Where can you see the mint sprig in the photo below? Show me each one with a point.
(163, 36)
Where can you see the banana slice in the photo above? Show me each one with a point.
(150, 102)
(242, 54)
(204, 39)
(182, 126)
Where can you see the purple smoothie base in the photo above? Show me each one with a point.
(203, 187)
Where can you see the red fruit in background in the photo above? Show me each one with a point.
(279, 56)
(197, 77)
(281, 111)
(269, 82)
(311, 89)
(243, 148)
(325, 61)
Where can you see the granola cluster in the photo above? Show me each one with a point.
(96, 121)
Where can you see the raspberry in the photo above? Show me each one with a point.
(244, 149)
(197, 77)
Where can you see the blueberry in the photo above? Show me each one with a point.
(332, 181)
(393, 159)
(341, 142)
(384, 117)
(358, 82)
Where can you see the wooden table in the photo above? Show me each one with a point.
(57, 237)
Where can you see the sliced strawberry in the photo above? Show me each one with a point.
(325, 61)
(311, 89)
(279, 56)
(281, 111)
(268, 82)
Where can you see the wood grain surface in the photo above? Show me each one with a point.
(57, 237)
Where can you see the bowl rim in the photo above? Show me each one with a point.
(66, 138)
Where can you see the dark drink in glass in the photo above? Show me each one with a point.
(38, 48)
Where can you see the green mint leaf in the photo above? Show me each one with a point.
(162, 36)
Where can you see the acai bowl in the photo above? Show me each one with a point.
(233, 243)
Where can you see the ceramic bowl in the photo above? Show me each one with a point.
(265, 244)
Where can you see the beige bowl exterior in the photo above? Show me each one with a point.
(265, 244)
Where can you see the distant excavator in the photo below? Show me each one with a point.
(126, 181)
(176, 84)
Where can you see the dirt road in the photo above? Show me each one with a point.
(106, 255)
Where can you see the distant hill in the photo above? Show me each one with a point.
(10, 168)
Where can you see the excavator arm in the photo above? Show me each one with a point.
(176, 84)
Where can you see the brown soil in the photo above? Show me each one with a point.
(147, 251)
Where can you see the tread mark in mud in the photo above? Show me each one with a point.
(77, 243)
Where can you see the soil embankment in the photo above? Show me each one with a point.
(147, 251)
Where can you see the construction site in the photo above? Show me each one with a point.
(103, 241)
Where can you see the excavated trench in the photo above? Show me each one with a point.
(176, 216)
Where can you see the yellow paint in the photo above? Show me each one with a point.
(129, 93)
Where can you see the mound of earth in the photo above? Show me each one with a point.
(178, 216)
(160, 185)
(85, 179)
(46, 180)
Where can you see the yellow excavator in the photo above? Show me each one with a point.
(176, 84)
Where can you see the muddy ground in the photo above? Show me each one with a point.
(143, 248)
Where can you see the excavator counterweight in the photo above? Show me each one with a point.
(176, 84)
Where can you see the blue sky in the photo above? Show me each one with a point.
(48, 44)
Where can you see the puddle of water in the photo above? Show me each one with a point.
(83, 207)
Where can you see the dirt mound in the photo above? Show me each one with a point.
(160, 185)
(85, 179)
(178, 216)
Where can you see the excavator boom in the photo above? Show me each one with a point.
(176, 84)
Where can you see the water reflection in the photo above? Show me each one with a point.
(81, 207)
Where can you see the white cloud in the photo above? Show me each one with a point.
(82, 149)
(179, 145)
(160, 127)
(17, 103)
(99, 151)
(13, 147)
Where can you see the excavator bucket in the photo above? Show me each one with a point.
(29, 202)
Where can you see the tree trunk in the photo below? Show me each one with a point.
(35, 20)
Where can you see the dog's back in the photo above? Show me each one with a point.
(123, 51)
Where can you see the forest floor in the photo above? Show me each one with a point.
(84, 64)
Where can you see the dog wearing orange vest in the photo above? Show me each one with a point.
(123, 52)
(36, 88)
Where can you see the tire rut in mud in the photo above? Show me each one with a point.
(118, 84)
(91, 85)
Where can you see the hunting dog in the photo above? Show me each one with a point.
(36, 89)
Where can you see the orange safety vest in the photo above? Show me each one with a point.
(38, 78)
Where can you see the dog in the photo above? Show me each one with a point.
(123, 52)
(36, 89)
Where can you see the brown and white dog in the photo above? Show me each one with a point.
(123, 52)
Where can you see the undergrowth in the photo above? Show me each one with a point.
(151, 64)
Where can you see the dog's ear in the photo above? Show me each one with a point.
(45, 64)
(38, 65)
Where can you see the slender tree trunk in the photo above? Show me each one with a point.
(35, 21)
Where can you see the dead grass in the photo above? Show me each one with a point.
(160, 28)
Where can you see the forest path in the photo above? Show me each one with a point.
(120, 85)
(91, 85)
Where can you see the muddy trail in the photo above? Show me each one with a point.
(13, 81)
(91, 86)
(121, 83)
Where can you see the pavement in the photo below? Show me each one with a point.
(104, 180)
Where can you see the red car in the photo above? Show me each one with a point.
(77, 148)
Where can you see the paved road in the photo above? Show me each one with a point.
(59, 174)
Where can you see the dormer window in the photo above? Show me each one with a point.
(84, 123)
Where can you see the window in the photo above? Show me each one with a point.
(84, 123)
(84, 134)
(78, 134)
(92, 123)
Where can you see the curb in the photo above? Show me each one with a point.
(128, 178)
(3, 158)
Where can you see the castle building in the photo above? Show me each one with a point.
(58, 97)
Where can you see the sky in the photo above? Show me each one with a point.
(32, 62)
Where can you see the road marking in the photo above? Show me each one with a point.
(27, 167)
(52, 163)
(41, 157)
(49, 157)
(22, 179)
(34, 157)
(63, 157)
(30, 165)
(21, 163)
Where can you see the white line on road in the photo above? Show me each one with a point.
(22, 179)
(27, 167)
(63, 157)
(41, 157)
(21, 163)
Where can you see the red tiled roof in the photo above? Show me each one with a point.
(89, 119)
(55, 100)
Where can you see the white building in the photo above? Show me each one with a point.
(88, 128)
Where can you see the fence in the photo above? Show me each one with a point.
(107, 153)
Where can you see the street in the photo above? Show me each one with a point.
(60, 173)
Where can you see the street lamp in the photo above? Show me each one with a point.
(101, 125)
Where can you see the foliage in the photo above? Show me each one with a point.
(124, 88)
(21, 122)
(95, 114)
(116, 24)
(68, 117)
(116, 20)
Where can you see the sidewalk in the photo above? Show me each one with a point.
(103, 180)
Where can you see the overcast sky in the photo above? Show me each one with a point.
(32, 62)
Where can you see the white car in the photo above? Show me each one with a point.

WHAT YOU WILL DO -> Copy out every line of the data above, exactly as given.

WRITTEN RESPONSE ->
Where can you see the mint sprig in the photo below? Show me each one with a point.
(163, 36)
Where can you see the banana slice in the photo above? Show me each one with a point.
(150, 102)
(242, 54)
(204, 39)
(182, 126)
Where can you see the purple smoothie base in the photo above? Show me each one with a point.
(203, 187)
Where can you see the red fruit in background in the photo above? Show me each one with a point.
(279, 56)
(197, 77)
(281, 111)
(269, 82)
(311, 89)
(243, 148)
(325, 61)
Where can you see the granola cluster in the photo above? Show me each one with a point.
(96, 121)
Where can you see the raspberry in the photo above? Show me each one with a point.
(244, 149)
(197, 77)
Where can you see the blueberry in the photo above? Show me each one with a point.
(332, 181)
(393, 159)
(341, 142)
(384, 117)
(358, 82)
Where can you see the wooden table in the photo above? Show me each one with a point.
(57, 237)
Where can you see the sliced strawberry in the photo above? Show me each one with a point.
(325, 61)
(311, 89)
(279, 56)
(281, 111)
(268, 82)
Where can you see the wood grain surface in the photo above? Show me each one with a point.
(57, 237)
Where can you see the bowl rim in the photo above? Show me each one with a point.
(66, 138)
Where can you see the dark drink in glass in the photo above? Show me each one with a point.
(38, 48)
Where can you see the green mint leaf in the photo above? Show me each one with a point.
(162, 36)
Where can you see the acai bowl in the photo above? Show me each one with a point.
(233, 243)
Where can you see the ceramic bowl in the photo above? Show me each one with a point.
(265, 244)
Where can you see the beige bowl exterior in the photo above? Show me each one with a point.
(265, 244)
Where can you see the distant excavator in the photo below? Show me each one with a point.
(126, 181)
(176, 84)
Where can you see the dirt road in the photo above? Show me each one with a point.
(106, 255)
Where can you see the distant hill in the photo above? Show me each one with a point.
(10, 168)
Where can you see the excavator arm in the photo above? Show me each one with a point.
(176, 84)
Where can you see the brown soil in the photo above? Show me each one with a point.
(147, 251)
Where can you see the tread mark in mud in the photo above? Show me each one with a point.
(77, 243)
Where can you see the soil embankment in the photo above? Show me each one with a point.
(147, 251)
Where can you see the construction site in the photo above? Show me each one with a point.
(103, 241)
Where can you see the excavated trench in the photo above? Show me each one with a point.
(176, 216)
Where can you see the yellow paint in the photo above? Show me each one with a point.
(129, 93)
Where can you see the mound of earth in the photo above? Show me each one with a point.
(178, 216)
(160, 185)
(85, 179)
(46, 180)
Where can you see the yellow excavator in the photo above? Show me each one with a point.
(176, 84)
Where can you see the muddy ground in the photo above? Show me each one with a point.
(143, 248)
Where can you see the excavator counterweight in the photo above? Show me each one with a point.
(176, 84)
Where can you see the blue sky in the photo above? Show me each one with a point.
(48, 44)
Where can you see the puddle of water in the photo above? Show me each one with a point.
(83, 207)
Where can you see the dirt mound in the photo above? Show me each one with a point.
(160, 185)
(85, 179)
(178, 216)
Where can you see the excavator boom in the photo above? Show me each one with a point.
(176, 84)
Where can you see the water reflection in the photo above? Show me each one with a point.
(81, 207)
Where can you see the white cloud in the photo above? Show me each one with a point.
(82, 149)
(179, 145)
(160, 127)
(17, 103)
(99, 151)
(13, 147)
Where can you see the excavator bucket in the photo above? Show me each one with a point.
(29, 202)
Where can you see the tree trunk in the photo below? Show me each one with a point.
(35, 20)
Where can you see the dog's back in the photo above? Show me each one with a point.
(123, 51)
Where can you see the forest floor in the photo above? Show me each one with a point.
(84, 64)
Where can you see the dog wearing orange vest in the photo above? Show me each one with a point.
(123, 52)
(36, 88)
Where can you see the tire rut in mud in the photo above? Show me each one with a point.
(118, 84)
(91, 85)
Where can you see the hunting dog in the photo above? Show me each one with a point.
(36, 89)
Where can you see the orange safety vest in the photo above? Show me each one with a point.
(38, 78)
Where can you see the dog in the photo above? Show me each one with a point.
(123, 52)
(36, 89)
Where can you see the brown and white dog in the photo above? Show me each one with a point.
(123, 52)
Where can you see the undergrowth in the photo above? Show me each one with a point.
(151, 64)
Where can you see the dog's ear in the photo above? Show me each one with a point.
(45, 64)
(38, 65)
Where can you see the slender tree trunk in the photo above? Show me each one with a point.
(35, 21)
Where can you see the dead grass in the photo above? Show me each one with a point.
(160, 28)
Where can you see the forest path in the photo above? Show me each one with a point.
(120, 85)
(91, 85)
Where can you see the muddy trail in the photo above? Show me each one with a point.
(13, 81)
(91, 86)
(121, 83)
Where can you see the pavement in the photo below? Show me each one with a point.
(104, 180)
Where can you see the red car in the photo above? Show me each one with a point.
(77, 148)
Where can you see the paved road in the photo above? Show me each one with a point.
(59, 174)
Where can you see the dormer window in the photo above? Show me each one with a point.
(84, 123)
Where can you see the window in the photo above? Show me each one with a point.
(84, 123)
(84, 134)
(78, 134)
(92, 123)
Where can you see the curb in the photo above? Show me each one with a point.
(128, 178)
(3, 158)
Where can you see the castle building in the photo above? Show me each one with a point.
(58, 97)
Where can you see the sky in the photo above? Show me each one with a point.
(32, 62)
Where can you see the road marking in the photo above? Show me each one with a point.
(27, 167)
(52, 163)
(41, 157)
(49, 157)
(22, 179)
(34, 157)
(63, 157)
(30, 165)
(21, 163)
Where can you see the white line on road in the photo above? Show me each one with a point.
(22, 179)
(27, 167)
(63, 157)
(41, 157)
(21, 163)
Where can you see the red tiled roof in the photo above? Show me each one with a point.
(89, 119)
(55, 100)
Where can you see the white building in the photo above? Show me each one with a point.
(88, 128)
Where can you see the fence in the photo above? Show me each one with a point.
(107, 153)
Where can you see the street in the photo above? Show me each one with a point.
(60, 173)
Where can you see the street lamp in the photo above? Show me each one with a point.
(101, 125)
Where can you see the foliage in the photo above? Show me each one with a point.
(124, 88)
(21, 122)
(95, 114)
(116, 24)
(68, 117)
(116, 20)
Where can you see the sidewalk in the photo above? Show me each one with a point.
(103, 180)
Where can you see the overcast sky in the photo above? Show me each one with a point.
(32, 62)
Where can you see the white car in the photo above? Show me each one with a point.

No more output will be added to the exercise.